Data extracted from a collection
--
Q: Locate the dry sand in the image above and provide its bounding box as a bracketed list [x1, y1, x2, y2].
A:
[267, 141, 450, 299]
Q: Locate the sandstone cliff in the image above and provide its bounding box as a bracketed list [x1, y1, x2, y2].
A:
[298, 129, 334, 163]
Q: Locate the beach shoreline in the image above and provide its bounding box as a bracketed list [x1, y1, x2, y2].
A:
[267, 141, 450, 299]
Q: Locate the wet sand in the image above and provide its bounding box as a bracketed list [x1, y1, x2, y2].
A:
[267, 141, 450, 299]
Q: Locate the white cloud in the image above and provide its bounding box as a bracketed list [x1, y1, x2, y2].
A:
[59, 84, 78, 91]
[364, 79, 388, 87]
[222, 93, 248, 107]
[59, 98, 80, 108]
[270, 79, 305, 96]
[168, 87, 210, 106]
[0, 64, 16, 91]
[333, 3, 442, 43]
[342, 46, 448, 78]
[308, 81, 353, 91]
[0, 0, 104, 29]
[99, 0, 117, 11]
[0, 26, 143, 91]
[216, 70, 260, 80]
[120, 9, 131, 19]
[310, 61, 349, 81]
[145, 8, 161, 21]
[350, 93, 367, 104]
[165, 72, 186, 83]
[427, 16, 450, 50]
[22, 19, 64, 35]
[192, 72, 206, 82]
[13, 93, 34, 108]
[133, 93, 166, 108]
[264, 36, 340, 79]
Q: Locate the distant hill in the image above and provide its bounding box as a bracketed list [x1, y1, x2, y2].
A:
--
> Stated exercise
Copy every line of the items above without changing anything.

> Output of the exercise
Q: Locate the dry sand in the image above and provide its bounding box as a bracketed list [x1, y1, x2, y2].
A:
[267, 141, 450, 299]
Q: Locate the sandstone cliff in the image above and provide its bounding box as a bracketed list [x1, y1, x2, y2].
A:
[298, 129, 334, 163]
Q: Locate the beach shoreline in the image above and provide its bounding box as a bracketed list [x1, y1, x2, y2].
A:
[267, 141, 450, 299]
Q: Locate the wet sand in the image above and provide its bounding box as a bracketed list [x1, y1, x2, y2].
A:
[267, 141, 450, 299]
Q: Locate the white cloud in the image above and provide its bounding box as a bracketed list [x1, y1, x2, y2].
A:
[59, 84, 78, 91]
[364, 79, 388, 87]
[222, 93, 248, 107]
[59, 98, 80, 108]
[270, 79, 305, 96]
[168, 87, 210, 106]
[0, 64, 16, 91]
[333, 3, 442, 43]
[342, 46, 448, 78]
[308, 81, 353, 91]
[0, 0, 104, 29]
[99, 0, 117, 11]
[0, 26, 143, 91]
[216, 70, 260, 80]
[120, 9, 131, 19]
[310, 61, 349, 81]
[145, 8, 161, 21]
[350, 93, 367, 104]
[165, 72, 186, 83]
[427, 16, 450, 50]
[22, 19, 64, 35]
[192, 72, 206, 82]
[13, 93, 34, 108]
[133, 93, 166, 108]
[264, 36, 340, 79]
Q: Locate the distant hill in the image above and provide its bounding box as a bracketed list [x1, y1, x2, y2].
A:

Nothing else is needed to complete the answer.